** Provided records follows **
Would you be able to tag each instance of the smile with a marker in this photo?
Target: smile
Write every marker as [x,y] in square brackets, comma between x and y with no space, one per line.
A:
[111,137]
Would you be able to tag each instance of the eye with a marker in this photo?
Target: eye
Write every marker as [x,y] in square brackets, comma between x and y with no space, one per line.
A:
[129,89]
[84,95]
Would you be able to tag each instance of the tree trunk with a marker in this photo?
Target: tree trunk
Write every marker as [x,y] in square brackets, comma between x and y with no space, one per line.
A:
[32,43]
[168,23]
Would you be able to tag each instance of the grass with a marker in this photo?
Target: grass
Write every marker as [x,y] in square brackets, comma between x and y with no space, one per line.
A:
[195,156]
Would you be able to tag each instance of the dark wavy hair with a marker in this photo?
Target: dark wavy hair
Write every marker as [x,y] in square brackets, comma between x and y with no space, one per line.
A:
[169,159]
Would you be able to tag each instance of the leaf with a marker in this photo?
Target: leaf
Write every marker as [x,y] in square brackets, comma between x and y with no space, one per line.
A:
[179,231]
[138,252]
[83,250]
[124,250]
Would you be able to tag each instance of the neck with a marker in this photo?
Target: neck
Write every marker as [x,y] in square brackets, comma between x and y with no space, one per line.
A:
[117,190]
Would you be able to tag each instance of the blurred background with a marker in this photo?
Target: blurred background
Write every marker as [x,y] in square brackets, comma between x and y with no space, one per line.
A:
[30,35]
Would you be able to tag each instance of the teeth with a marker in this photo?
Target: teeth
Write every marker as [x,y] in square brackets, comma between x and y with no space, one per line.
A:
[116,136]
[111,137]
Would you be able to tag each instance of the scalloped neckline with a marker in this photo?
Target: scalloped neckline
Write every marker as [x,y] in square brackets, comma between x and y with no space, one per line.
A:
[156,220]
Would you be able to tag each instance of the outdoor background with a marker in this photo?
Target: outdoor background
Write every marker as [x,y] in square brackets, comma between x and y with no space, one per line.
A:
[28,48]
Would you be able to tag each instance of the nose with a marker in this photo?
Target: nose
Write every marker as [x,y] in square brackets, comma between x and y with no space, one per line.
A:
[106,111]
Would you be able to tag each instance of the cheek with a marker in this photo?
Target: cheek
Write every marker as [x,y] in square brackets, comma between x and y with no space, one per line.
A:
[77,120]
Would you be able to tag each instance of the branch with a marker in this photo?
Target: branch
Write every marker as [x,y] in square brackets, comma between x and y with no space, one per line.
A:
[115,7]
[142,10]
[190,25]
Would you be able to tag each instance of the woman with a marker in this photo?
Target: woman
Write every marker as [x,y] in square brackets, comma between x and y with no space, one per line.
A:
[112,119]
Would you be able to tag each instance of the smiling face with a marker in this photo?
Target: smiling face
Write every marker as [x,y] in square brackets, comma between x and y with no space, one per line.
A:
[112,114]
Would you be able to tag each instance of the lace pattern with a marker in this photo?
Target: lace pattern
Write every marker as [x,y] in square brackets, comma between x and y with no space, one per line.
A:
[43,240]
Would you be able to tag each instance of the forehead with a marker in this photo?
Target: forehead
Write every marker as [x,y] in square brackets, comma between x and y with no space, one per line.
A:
** End of Provided records **
- Task directions:
Copy only the lines in the listing that contain "face".

- Solution:
Would you be able to tag each instance of the smiling face with a marker in this photo?
Target: smiling face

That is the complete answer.